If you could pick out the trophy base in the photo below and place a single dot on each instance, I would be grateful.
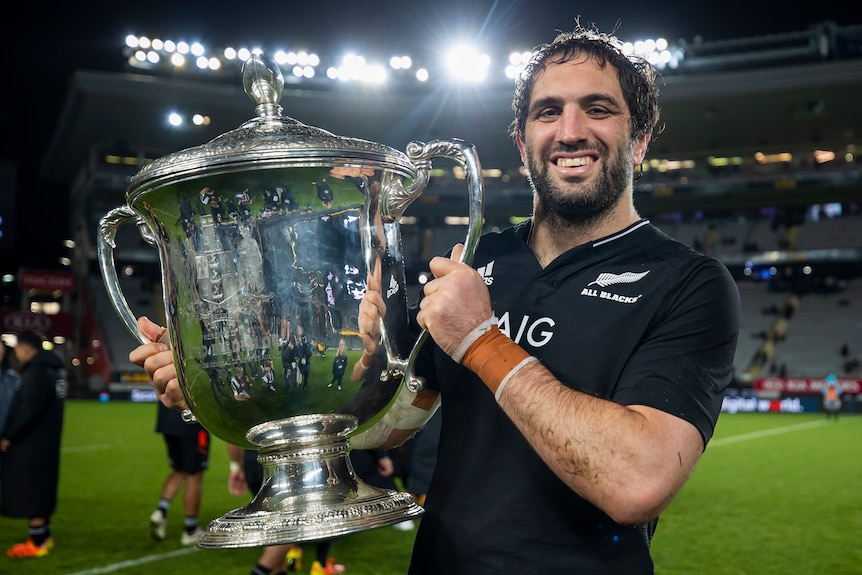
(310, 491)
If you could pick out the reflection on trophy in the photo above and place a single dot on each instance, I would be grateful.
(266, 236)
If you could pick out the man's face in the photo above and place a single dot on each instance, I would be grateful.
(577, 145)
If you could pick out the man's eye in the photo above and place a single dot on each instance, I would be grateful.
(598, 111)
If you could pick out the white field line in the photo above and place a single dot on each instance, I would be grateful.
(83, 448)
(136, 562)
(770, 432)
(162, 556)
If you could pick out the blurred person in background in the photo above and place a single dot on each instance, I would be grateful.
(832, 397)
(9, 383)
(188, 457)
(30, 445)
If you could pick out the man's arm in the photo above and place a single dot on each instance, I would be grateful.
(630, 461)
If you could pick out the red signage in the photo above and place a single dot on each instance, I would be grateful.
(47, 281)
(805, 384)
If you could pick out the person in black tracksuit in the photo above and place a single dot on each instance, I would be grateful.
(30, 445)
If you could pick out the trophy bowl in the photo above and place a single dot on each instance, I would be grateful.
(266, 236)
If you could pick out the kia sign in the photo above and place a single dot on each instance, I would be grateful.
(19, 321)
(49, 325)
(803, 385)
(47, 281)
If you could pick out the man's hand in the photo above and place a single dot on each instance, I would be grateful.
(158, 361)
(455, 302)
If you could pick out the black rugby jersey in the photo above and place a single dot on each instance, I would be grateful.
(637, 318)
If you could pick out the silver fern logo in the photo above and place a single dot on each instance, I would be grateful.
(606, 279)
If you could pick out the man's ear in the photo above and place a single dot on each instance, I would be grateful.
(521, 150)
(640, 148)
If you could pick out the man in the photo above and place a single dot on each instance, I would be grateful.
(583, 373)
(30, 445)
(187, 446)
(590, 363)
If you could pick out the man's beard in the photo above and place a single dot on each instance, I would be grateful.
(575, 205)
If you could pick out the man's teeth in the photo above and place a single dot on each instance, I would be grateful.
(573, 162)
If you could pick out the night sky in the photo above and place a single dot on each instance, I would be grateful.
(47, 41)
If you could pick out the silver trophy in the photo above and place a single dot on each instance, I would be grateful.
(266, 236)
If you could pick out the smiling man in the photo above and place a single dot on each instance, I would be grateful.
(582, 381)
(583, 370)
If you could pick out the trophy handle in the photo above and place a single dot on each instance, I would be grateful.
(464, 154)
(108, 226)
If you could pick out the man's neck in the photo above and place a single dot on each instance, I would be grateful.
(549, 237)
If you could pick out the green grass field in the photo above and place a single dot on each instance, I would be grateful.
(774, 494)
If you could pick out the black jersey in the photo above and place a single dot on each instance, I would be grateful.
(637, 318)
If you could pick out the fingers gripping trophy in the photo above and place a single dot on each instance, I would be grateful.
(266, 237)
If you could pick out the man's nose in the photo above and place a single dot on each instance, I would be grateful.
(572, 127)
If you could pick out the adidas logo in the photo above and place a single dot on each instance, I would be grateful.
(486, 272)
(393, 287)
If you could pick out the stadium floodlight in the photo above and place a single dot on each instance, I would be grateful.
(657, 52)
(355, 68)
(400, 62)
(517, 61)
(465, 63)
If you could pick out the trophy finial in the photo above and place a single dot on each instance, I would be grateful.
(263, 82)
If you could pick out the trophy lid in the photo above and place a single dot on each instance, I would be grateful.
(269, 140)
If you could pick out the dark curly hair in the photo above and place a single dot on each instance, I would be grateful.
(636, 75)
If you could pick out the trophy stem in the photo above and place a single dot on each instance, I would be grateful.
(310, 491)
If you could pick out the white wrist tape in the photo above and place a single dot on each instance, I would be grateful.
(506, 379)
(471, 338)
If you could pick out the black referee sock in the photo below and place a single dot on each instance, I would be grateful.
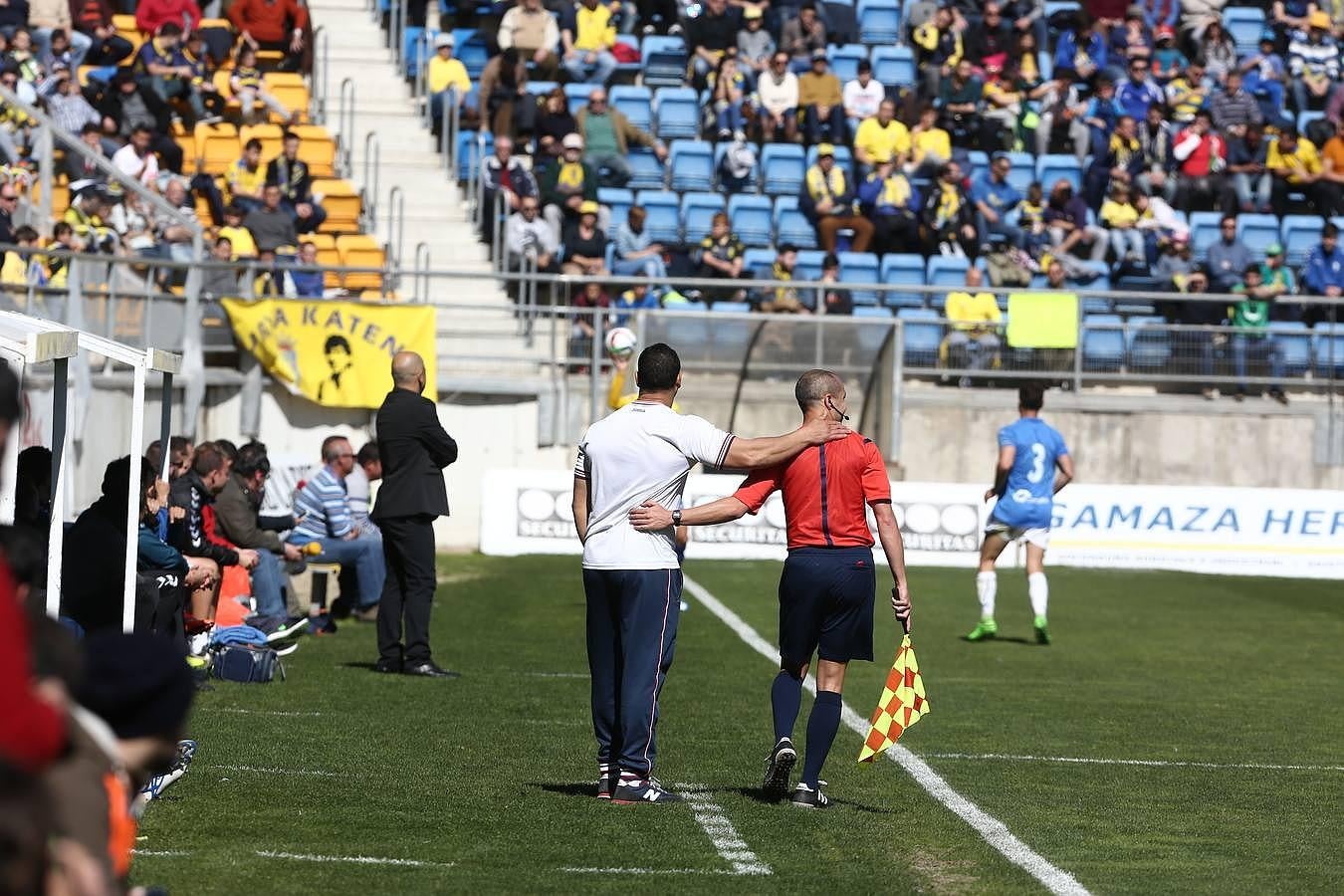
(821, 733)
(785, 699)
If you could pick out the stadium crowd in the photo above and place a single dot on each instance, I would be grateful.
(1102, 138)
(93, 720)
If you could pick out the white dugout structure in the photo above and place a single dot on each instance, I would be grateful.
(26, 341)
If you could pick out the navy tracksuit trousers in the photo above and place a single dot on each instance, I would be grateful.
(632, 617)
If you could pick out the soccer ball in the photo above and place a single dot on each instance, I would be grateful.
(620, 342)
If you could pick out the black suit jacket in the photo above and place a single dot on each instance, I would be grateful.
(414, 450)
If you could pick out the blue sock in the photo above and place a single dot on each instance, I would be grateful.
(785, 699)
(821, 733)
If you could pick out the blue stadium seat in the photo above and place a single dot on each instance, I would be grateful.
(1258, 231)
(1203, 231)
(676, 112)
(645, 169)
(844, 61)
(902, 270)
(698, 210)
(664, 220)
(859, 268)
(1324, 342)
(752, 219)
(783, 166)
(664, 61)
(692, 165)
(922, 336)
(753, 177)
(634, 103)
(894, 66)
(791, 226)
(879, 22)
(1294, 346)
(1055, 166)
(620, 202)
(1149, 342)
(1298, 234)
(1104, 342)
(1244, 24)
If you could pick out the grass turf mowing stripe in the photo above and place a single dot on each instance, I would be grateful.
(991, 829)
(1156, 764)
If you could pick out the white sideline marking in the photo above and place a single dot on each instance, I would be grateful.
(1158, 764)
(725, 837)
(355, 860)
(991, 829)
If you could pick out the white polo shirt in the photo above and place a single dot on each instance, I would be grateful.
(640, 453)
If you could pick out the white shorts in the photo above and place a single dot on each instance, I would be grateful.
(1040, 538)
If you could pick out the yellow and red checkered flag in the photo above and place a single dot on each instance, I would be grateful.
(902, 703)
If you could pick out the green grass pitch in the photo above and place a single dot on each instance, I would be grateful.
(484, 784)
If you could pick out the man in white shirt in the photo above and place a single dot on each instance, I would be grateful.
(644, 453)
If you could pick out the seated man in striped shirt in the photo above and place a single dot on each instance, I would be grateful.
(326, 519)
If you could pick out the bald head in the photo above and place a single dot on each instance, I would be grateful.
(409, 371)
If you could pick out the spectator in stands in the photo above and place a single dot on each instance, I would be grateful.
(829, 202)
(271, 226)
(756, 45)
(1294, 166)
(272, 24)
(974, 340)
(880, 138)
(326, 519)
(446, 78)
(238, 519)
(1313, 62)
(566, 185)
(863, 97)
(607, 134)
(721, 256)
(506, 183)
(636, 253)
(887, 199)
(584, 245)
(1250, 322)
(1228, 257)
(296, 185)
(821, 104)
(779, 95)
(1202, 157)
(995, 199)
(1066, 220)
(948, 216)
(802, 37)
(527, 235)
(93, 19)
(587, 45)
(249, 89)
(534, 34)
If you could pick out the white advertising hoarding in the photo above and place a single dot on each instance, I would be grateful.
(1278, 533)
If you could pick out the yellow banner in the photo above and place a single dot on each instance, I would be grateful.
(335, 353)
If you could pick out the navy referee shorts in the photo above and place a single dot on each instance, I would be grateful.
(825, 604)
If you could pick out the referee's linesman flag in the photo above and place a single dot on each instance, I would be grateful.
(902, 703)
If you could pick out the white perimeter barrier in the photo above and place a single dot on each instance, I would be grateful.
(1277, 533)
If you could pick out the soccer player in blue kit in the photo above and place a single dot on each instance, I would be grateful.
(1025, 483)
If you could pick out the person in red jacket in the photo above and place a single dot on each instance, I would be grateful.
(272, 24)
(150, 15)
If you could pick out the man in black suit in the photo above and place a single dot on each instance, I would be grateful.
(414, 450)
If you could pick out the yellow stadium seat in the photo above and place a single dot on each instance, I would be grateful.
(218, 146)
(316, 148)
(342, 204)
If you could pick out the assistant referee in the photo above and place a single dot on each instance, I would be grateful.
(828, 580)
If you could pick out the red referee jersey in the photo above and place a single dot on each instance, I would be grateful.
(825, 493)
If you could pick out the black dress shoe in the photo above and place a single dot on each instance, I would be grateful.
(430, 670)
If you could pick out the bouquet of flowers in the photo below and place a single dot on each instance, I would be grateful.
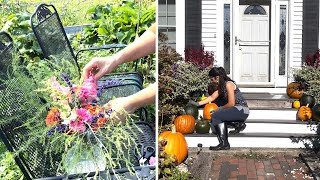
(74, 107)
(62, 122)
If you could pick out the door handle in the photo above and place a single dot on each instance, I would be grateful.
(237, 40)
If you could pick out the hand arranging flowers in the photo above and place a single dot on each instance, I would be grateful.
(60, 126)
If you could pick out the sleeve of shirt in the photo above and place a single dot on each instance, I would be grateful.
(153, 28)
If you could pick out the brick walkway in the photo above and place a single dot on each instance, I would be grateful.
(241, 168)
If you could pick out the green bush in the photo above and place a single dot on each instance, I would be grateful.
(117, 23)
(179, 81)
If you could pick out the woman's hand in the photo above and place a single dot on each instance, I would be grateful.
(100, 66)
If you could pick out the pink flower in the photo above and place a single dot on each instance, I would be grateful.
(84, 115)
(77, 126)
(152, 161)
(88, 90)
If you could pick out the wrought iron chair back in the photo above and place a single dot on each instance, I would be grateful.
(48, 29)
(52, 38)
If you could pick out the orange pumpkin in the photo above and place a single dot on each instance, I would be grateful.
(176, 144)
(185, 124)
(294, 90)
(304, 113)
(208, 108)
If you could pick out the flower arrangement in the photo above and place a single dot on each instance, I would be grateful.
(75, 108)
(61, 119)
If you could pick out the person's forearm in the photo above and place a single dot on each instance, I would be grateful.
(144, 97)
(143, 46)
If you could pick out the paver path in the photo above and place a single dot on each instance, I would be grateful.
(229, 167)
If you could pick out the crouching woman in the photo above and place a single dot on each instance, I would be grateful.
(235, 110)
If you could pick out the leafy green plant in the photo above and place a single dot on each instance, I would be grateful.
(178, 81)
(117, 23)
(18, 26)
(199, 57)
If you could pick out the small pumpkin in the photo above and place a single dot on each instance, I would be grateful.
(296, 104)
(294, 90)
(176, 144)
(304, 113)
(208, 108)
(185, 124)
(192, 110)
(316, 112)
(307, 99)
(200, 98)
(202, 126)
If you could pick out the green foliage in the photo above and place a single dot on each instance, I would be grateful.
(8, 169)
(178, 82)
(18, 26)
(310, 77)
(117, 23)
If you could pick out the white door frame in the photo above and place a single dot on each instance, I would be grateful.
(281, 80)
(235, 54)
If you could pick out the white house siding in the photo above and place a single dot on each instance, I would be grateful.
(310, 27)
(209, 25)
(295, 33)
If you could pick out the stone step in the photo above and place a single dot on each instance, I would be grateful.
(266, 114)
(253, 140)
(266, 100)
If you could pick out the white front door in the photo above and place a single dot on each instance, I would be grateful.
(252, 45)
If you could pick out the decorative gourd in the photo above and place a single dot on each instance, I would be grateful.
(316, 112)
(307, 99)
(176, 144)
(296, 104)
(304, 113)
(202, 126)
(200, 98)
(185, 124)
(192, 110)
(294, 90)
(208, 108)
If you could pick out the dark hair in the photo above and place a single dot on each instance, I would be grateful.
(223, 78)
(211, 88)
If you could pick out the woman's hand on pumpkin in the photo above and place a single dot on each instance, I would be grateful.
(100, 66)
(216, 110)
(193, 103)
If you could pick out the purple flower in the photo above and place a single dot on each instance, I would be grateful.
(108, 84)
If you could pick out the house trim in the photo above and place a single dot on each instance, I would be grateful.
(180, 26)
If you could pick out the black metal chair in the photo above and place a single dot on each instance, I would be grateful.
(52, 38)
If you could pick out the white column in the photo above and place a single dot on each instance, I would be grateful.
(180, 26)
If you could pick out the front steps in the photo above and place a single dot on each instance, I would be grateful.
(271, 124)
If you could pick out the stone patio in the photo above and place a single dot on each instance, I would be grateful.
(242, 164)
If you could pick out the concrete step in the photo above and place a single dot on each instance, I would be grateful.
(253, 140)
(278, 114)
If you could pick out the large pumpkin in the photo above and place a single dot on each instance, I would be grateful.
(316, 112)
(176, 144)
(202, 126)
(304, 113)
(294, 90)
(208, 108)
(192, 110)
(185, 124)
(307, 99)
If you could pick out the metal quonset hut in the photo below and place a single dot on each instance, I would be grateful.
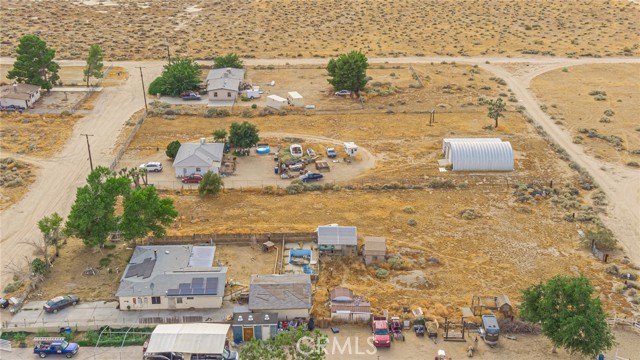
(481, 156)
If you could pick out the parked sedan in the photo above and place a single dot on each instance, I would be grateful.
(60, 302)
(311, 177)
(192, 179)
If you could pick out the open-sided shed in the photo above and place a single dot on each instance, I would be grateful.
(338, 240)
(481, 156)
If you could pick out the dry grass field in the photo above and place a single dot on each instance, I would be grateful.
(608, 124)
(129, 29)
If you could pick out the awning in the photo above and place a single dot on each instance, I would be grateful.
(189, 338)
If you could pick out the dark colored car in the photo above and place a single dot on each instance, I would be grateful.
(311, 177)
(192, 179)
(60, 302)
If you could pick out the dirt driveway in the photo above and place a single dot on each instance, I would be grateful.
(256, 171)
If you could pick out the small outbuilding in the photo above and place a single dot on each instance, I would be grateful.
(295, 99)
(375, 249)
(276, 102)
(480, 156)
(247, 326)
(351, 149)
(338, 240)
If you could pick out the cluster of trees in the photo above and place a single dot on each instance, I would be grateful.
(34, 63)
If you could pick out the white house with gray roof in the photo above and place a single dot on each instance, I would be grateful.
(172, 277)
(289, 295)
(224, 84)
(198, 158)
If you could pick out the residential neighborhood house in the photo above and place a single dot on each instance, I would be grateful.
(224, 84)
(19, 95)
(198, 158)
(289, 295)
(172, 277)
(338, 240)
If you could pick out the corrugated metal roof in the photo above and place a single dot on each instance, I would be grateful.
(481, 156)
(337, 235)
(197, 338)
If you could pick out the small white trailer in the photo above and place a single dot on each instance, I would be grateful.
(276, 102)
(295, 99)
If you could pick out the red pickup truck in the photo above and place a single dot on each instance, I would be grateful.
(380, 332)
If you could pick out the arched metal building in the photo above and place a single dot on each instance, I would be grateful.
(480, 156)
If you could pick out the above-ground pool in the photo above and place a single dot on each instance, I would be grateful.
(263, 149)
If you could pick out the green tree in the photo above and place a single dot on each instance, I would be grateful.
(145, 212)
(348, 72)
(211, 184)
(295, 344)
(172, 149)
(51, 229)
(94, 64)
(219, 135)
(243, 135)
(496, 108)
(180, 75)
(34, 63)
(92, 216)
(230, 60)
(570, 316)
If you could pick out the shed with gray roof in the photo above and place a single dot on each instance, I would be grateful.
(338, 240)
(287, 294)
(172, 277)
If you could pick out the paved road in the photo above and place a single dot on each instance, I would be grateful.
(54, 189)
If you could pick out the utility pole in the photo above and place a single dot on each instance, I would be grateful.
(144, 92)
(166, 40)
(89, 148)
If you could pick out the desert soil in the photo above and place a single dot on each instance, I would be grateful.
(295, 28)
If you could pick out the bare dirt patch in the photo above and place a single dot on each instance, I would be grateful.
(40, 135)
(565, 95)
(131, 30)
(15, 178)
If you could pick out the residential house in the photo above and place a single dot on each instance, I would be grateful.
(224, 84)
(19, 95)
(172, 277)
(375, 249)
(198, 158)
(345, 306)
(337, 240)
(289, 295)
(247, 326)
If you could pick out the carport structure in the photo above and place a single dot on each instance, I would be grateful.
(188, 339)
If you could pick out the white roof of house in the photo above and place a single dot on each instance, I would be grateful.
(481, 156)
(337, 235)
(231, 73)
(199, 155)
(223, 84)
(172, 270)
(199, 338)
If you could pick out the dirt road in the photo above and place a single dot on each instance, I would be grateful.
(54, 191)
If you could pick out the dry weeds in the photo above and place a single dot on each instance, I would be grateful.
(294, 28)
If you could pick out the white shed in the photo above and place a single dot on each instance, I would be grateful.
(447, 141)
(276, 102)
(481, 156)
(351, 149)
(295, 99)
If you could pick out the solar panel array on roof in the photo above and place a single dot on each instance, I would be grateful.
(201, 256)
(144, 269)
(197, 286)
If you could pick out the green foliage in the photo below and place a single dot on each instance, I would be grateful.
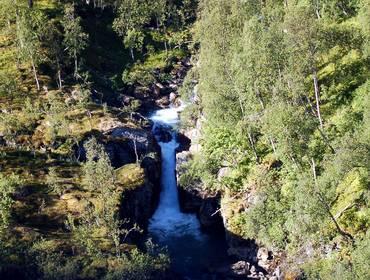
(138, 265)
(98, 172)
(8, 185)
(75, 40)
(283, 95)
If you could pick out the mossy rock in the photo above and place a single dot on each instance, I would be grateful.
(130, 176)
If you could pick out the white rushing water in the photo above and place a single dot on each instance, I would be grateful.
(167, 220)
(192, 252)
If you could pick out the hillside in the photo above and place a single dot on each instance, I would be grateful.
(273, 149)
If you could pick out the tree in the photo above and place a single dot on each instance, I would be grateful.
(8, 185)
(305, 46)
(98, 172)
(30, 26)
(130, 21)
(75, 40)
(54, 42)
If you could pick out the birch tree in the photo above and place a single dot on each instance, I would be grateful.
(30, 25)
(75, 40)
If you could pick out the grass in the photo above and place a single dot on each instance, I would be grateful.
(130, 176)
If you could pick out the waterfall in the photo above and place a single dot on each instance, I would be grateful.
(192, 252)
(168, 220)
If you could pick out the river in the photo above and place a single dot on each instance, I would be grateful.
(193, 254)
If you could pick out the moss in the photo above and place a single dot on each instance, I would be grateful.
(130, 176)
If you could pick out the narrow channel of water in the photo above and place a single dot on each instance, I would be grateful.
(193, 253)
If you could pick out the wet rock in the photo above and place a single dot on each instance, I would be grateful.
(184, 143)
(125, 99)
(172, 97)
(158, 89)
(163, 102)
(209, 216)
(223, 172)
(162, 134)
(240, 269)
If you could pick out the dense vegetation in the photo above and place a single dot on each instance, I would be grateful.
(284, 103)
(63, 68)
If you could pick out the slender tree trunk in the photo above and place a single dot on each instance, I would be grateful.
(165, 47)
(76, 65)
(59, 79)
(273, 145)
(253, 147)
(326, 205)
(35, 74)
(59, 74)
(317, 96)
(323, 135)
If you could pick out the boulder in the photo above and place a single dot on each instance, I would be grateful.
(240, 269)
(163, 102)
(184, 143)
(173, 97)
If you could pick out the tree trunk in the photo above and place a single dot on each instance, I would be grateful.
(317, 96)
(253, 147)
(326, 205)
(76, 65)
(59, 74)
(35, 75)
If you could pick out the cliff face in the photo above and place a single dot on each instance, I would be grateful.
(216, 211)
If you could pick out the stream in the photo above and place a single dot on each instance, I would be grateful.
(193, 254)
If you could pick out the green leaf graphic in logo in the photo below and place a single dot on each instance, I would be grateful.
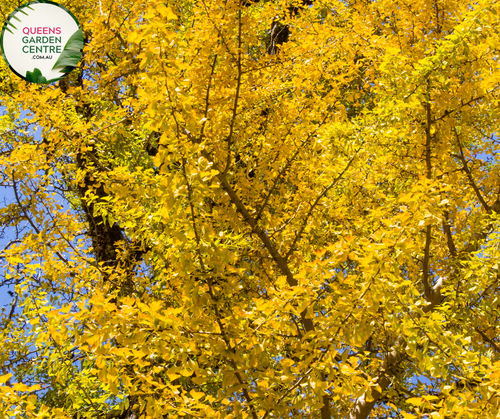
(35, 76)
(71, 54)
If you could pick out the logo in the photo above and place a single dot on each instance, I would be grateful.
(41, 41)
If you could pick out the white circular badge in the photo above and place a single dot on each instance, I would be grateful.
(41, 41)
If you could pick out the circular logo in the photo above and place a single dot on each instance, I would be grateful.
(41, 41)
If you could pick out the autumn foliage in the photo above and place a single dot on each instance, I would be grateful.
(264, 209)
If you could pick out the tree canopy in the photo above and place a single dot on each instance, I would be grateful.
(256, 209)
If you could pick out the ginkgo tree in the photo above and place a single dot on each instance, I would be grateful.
※ ※ ※
__REQUIRED TASK__. Locate the line that contains "If you could pick out the logo", then please quote it and every line after it to the end of the entries above, exactly and with nothing else.

__SOLUTION FOR THIS EXERCISE__.
If you could pick out the logo in the photo above and place a single dot on each instance, I would be grateful.
(41, 41)
If you could pick out the white circular badge in the photo above and place a single dot on each instance, I would be grateful.
(41, 41)
If you could pick out the circular logo in the photo above and place a single dot on each instance, I would be grateful.
(41, 41)
If you could pick out the autumn foliage in the photo above and place a single dot on each instance, I would be grateful.
(264, 209)
If you could pick out the tree canopy in the photo above and place a single dot on each instance, I would be grateful.
(256, 209)
If you could pick out the ginkgo tree in the photo above and place a single dot on each instance, I would be grateful.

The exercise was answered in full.